━━ Texto extraído

Impressionantes são alguns dos caminhos evolutivos - antes insuspeitos e mesmo inverossímeis - trilhados por certas espécies quando postas frente à Extinção, o Ragnarok Darwiniano. Quando a água lhes bate às bundas. Quando as únicas opções são ou morrer, ou se virar nos trinta. Nos trinta mil anos de evolução; comparativamente, tempo mais irrisório que os nossos trinta segundos do relógio.
Ao pensarmos nas abelhas, logo nos vêm à ideia aquele insetozinho faceiro e bucólico, amigo das plantinhas. Imaginamo-as a voar leves e alegres por entre as flores, numa eterna celebração à fecundidade, levando o pólen (a porra vegetal) de uma flor-macho ao gineceu no cio de uma flor-fêmea, num lascivo triângulo amoroso, num libidinoso ménage à trois.
Quem poderia supô-las umas carniceiras? Quem as suporia fazendo da carne podre, néctar? Umas hienas de celofânicas asas? Uns doces urubus?
Pois estas abelhas existem. São as abelhas-abutre, como estão a ser chamadas por uma equipe de cientistas estadunidenses da Universidade da Califórnia, que estão a estudá-las e a tentar compreender as adaptações que as permitiram desfrutar de tão putrefato cardápio.
Entre as modificações sofridas por essas abelhas está o desenvolvimento de um "dente" a mais, tornando suas mandíbulas serrilhadas mais aptas a destrinchar a carne podre. Mas essa está longe de ser a principal e mais surpreendente adaptação das abelhas-abutre. A grande chave do sucesso evolutivo desta espécie se encontra em suas entranhas, em seus intestinos. A flora bacteriana da abelha-abutre, o seu microbioma intestinal, é composto por bactérias muito diferentes dos das abelhas convencionais, e muito semelhantes aos das hienas e outros carnívoros, que não só permitem que as abelhas-abutre digiram a carne podre como também as protege de possíveis agentes infecciosos na carne decomposta.

━━━━

## Tarefa A:
Liste todas as perguntas que aparecem no texto sobre as abelhas-abutre.
## Tarefa B:
Reproduza o trecho do texto sobre as abelhas-abutre entre "Pois estas abelhas" e "tão putrefato cardápio.", inclusive.
## Tarefa C:
Dê continuidade ao texto sobre as abelhas-abutre a partir de onde ele termina.

━━ Material fornecido

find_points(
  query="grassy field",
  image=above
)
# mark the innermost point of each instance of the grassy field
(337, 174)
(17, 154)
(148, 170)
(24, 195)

━━━━

## Sua resposta A:
- Quem poderia supô-las umas carniceiras?
- Quem as suporia fazendo da carne podre, néctar?
- Umas hienas de celofânicas asas?
- Uns doces urubus?

## Sua resposta B:
Pois estas abelhas existem. São as abelhas-abutre, como estão a ser chamadas por uma equipe de cientistas estadunidenses da Universidade da Califórnia, que estão a estudá-las e a tentar compreender as adaptações que as permitiram desfrutar de tão putrefato cardápio.

## Sua resposta C:
Os cientistas acreditam que tal adaptação tenha se dado a partir de um período de grande escassez de néctar, em que essas abelhas, pequenas e sem ferrão, teriam perdido a competição por alimento para abelhas maiores e mais bem armadas, o que as obrigou a repensarem a sua dieta, os seus hábitos alimentares.
E dá até para fazer melzinho do chorume dos cadáveres. Nas abelhas "normais", existe uma enzima, a invertase, que converte a sacarose do néctar em glicose e frutose, os principais componentes do mel. As abelhas-abutre desenvolveram uma enzima (a reportagem que li não cita o nome da tal) que faz o mesmo com o líquido mefítico que elas recolhem dos cadáveres. Na colmeia, a carne podre e o mel ficam reservados em compartimentos separados e isolados, não há a contaminação do mel.
Os cientistas acreditam que, inicialmente, um pequeno grupo dessas abelhas tenha se arriscado a consumir cadáveres. Tendo o experimento logrado êxito, esse grupo foi passando a informação para outras colmeias e para as gerações seguintes.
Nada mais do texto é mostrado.